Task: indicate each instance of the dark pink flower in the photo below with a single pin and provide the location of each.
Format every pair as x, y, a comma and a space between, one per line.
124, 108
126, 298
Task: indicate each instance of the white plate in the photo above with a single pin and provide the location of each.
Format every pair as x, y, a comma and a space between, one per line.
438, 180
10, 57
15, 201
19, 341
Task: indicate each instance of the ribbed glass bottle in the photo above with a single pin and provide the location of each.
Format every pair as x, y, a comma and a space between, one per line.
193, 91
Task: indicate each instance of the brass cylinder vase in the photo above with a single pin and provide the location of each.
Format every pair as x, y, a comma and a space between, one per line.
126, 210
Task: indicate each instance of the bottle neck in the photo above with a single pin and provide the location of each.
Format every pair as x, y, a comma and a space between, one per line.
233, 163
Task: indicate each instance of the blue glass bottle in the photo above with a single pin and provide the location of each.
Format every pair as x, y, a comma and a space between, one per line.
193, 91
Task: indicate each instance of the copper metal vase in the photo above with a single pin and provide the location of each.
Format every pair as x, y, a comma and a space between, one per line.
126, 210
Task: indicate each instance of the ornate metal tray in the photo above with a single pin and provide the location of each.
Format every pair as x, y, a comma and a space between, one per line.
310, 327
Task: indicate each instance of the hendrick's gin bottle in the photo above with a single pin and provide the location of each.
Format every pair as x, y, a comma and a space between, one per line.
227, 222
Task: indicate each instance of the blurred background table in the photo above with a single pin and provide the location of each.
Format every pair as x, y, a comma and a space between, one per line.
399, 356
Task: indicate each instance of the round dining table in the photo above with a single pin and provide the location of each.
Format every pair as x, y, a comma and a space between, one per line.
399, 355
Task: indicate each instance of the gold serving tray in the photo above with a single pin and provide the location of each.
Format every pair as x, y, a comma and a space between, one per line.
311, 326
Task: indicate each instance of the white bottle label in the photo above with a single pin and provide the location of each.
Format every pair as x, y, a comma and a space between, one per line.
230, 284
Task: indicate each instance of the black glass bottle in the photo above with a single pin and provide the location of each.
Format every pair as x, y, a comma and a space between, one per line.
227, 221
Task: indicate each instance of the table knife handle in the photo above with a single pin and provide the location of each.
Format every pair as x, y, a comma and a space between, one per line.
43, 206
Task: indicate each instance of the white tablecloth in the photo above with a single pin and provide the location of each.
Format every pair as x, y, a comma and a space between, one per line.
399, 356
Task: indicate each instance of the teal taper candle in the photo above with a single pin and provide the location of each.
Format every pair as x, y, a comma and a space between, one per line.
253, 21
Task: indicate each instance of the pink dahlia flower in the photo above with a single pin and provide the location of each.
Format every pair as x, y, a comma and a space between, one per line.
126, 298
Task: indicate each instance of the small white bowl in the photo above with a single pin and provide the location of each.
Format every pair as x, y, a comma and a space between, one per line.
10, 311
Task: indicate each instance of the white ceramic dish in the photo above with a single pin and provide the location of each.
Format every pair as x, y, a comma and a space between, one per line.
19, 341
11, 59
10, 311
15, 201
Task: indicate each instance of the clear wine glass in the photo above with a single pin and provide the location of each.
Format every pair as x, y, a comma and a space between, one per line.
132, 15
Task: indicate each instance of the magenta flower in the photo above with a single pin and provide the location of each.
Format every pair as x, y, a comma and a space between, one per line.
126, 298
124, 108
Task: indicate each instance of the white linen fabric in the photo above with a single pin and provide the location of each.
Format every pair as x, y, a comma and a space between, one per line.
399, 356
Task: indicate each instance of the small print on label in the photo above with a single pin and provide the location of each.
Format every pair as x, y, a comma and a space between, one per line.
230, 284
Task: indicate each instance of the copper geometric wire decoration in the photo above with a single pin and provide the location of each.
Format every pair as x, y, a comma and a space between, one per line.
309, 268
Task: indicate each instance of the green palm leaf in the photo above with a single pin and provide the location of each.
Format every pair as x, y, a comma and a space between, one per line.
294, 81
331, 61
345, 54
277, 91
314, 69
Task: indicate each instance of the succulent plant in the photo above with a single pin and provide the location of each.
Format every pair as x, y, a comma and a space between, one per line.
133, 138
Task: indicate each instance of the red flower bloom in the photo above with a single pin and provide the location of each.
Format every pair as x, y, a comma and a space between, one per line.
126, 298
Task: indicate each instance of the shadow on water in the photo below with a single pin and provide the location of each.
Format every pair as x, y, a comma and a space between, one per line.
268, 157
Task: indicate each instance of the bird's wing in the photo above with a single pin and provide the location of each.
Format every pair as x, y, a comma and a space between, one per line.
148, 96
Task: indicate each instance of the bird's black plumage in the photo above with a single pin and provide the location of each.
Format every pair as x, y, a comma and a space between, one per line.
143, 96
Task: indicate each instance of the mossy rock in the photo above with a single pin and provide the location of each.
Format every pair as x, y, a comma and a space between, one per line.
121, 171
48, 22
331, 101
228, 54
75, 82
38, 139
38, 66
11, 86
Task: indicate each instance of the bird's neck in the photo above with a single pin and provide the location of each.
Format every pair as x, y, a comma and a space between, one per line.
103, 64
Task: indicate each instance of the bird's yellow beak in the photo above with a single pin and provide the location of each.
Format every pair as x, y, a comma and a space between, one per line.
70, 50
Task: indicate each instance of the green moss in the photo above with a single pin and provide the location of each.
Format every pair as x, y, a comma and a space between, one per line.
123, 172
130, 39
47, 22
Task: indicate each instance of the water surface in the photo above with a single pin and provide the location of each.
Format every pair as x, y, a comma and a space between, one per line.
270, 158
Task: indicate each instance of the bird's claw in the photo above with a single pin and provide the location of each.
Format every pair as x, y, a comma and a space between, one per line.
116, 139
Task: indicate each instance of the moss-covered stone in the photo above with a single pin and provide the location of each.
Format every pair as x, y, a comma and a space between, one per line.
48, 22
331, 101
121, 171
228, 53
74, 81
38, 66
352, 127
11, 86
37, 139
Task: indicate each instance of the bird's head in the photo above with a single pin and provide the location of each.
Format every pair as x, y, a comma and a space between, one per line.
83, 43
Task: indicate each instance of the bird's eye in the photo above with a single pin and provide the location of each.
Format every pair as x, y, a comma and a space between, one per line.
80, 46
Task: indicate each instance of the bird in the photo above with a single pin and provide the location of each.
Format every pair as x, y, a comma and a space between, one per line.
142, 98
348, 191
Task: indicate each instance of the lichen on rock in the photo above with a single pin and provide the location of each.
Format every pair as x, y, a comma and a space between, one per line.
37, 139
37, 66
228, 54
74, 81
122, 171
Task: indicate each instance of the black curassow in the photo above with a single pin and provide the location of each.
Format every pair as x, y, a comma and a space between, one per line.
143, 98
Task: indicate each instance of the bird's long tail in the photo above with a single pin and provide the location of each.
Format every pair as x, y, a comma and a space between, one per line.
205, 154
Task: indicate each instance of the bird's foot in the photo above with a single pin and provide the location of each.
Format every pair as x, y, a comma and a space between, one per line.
######
TASK DESCRIPTION >>
Write out every entry above, word for word.

RESULT >>
Task: indicate each instance of the dark pink flower in the photo below with a single pin and provide the location of each.
Format every pair as x, y, a comma and a space between, one per line.
124, 108
126, 298
Task: indicate each instance of the white plate in the photo above with a single pin and provide the location of each.
Format every pair as x, y, a comma and a space between, one per line.
438, 180
10, 57
15, 201
19, 341
Task: indicate each instance of the ribbed glass bottle in the photo above with a single pin and provide the location of each.
Format every pair as x, y, a comma and a space between, one per line.
193, 91
Task: indicate each instance of the brass cylinder vase in the photo above with a single pin and provide the location of each.
Format every pair as x, y, a comma and a space between, one per line.
126, 210
Task: indicate each instance of the bottle neck in the photo above with a single pin and provide the location of each.
Format every pair as x, y, a comma and a space between, one per line.
233, 163
Task: indicate each instance of the blue glass bottle in the photo above with a single pin and provide the location of each.
Format every pair as x, y, a comma and a space between, one per line.
193, 91
Task: indicate each instance of the copper metal vase in the photo above with a single pin and provide the location of each.
Format every pair as x, y, a comma and a space between, one per line.
126, 210
Task: indicate each instance of the ornate metal tray in the photo above with a single pin and provide the location of each.
Format every pair as x, y, a comma and a space between, one per line.
310, 327
Task: indicate each instance of the hendrick's gin bottle in the photo above with a single pin and provide the location of each.
Format every pair as x, y, a comma and a space between, one per line.
227, 222
Task: indicate each instance of the blurred background table in the photo above with a single pin and provide the location of each.
Format every pair as x, y, a comma and a space between, one per line.
399, 356
Task: indicate each instance of the round dining table in the photo above with a single pin and provide the location of each.
Format every pair as x, y, a comma and a space between, one per line.
399, 355
Task: indicate each instance of the gold serving tray in the photo above with a single pin and provide the location of each.
Format every pair as x, y, a comma and a space between, one per line.
311, 326
Task: indicate each instance of the white bottle label in the photo above with a single pin and provide the location of each.
Format every pair as x, y, a comma and a space between, one per line.
230, 284
Task: indicate each instance of the black glass bottle in the photo above with a single pin and provide the location of each.
Format every pair as x, y, a comma and a space between, one per line.
227, 221
Task: indicate each instance of the table knife handle in the photo above with a single pin and provide the location of each.
Format every pair as x, y, a comma and a space between, one per line.
43, 206
Task: indicate each instance of the white tablecloth in the photo above with a single pin and provide the location of each.
Format every pair as x, y, a comma and a space between, one per line.
399, 356
Task: indicate each instance of the teal taper candle in the photo above with a single pin and provide the location of each.
Format every pair as x, y, a comma and a space between, one per line.
253, 21
Task: indicate each instance of the pink dahlia flower in the photo above with a single pin and provide the location of each.
Format every pair as x, y, a comma and a space between, one per line.
126, 298
Task: indicate each instance of the small white bowl in the photo above with a single pin and provide the location of each.
Format every pair as x, y, a comma and a space between, one per line.
10, 311
Task: indicate each instance of the white ceramic dish in the photo above with a single pin and provide the location of each.
Format every pair as x, y, a comma and a space between, one per line.
19, 341
11, 59
10, 311
15, 201
Task: indicate each instance of the clear wine glass in the photo above with a single pin and provide the location of each.
Format every pair as x, y, a comma and a space between, one per line.
132, 15
Task: indicate each instance of the magenta flower in the photo above with a single pin and provide the location of each.
Format every pair as x, y, a comma and a space between, one per line.
126, 298
124, 108
Task: indicate each instance of the white linen fabric in the photo above with a single pin and provide the location of each.
Format every pair as x, y, a comma and a space between, one per line.
399, 356
Task: indicate each instance of the small print on label in the photo above with a single pin and provide the location of each.
Format every pair as x, y, a comma and a space between, one per line.
230, 284
Task: indicate each instance of the copper geometric wire decoration in the photo above with a single pin and provide the location of each.
Format every pair as x, y, a comma and a space between, one per line.
309, 268
Task: indicate each instance of the green palm leaf in the photo above with a single pin and provide the location of each.
Format every pair as x, y, a comma and a space between, one per line.
294, 81
331, 61
345, 54
277, 91
314, 69
Task: indicate each instance of the succulent plant in the photo above with a single pin and provide the location of each.
Format every pair as x, y, a comma and a space between, one per line.
133, 138
Task: indicate each instance of the red flower bloom in the photo above with a single pin and provide the location of each.
Format every pair as x, y, a comma and a space between, one per line.
126, 298
Task: indicate each instance of the shadow on water in the photo below with a single pin and provide the location of each.
Format every pair as x, y, a comma and a space between, one per line.
268, 157
Task: indicate each instance of the bird's wing in the photo above with a single pin and provide the location of each.
Format every pair as x, y, a comma and a space between, one per line.
148, 96
Task: indicate each instance of the bird's black plumage in the photo above with a single pin and provide the location of each.
Format every pair as x, y, a comma and a space between, one per line.
143, 96
Task: indicate each instance of the mossy rock in the photo above with a single pin and provide the location of each.
Format every pair as x, y, a comma and a space between, one per line.
121, 171
48, 22
331, 101
228, 54
75, 82
38, 139
38, 66
11, 86
Task: indicate each instance of the bird's neck in the photo above with a single pin and provide the location of each.
Format every pair as x, y, a comma and a space between, one per line.
103, 64
Task: indicate each instance of the bird's yellow beak in the photo above with a single pin and provide the location of each.
Format every pair as x, y, a comma and a space between, one per line.
70, 50
Task: indicate each instance of the green moss in the photo above with a single pin and provide the location of each.
Format every pair as x, y, a comma and a space between, one per line.
123, 172
130, 39
47, 22
Task: indicate each instance of the water surface in the photo above with a single pin and provide the location of each.
Format every pair as x, y, a comma and a space between, one per line.
270, 158
Task: indicate each instance of the bird's claw in the photo above with a single pin and provide the location of each.
Format every pair as x, y, a comma and a space between, one per line.
116, 139
Task: indicate each instance of the moss-covered stone in the photo above with a single pin and provide the location of each.
Format every pair as x, y, a comma and a space between, one per line.
48, 22
331, 101
121, 171
228, 53
74, 81
38, 66
352, 127
11, 86
37, 139
Task: indicate each instance of the bird's head in the photo above with a single pin and provide the location of each.
Format every pair as x, y, a comma and a space between, one per line.
83, 43
Task: indicate each instance of the bird's eye in the photo above with a single pin and provide the location of each.
Format every pair as x, y, a comma and a space between, one per line.
80, 46
Task: indicate each instance of the bird in the photo above with a single pin and provide the location of each.
Format every pair as x, y, a comma and a space between, one per line.
142, 98
348, 191
Task: indicate each instance of the lichen on rock in the photo above with a single pin and provide the location of each.
Format every pair as x, y, a comma and a space between, one per line.
37, 139
37, 66
228, 54
74, 81
122, 171
Task: indicate each instance of the black curassow in the photo above with a single pin and provide the location of each.
Format every pair as x, y, a comma and a space between, one per line.
143, 98
Task: indicate each instance of the bird's long tail in the photo above with a single pin and provide the location of each.
Format every pair as x, y, a comma and a space between, one per line.
205, 154
Task: indicate each instance of the bird's foot in the photo above with a single pin and provide the location of each.
Format every pair as x, y, a comma and a space between, one per line.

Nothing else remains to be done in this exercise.